Exercise instructions:
Quote all entries in full, exactly.

Given data:
*** Begin section ***

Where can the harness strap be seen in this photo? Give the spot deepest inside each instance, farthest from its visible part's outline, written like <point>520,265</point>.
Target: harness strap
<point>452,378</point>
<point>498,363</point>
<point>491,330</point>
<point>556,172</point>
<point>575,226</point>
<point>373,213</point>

*** End section ***

Solution for this task:
Where can the harness strap be seen in this photo? Give the spot deepest inside each instance, farthest from its visible part's outline, written like <point>520,265</point>.
Target: harness strap
<point>452,378</point>
<point>498,363</point>
<point>491,330</point>
<point>556,172</point>
<point>575,226</point>
<point>373,213</point>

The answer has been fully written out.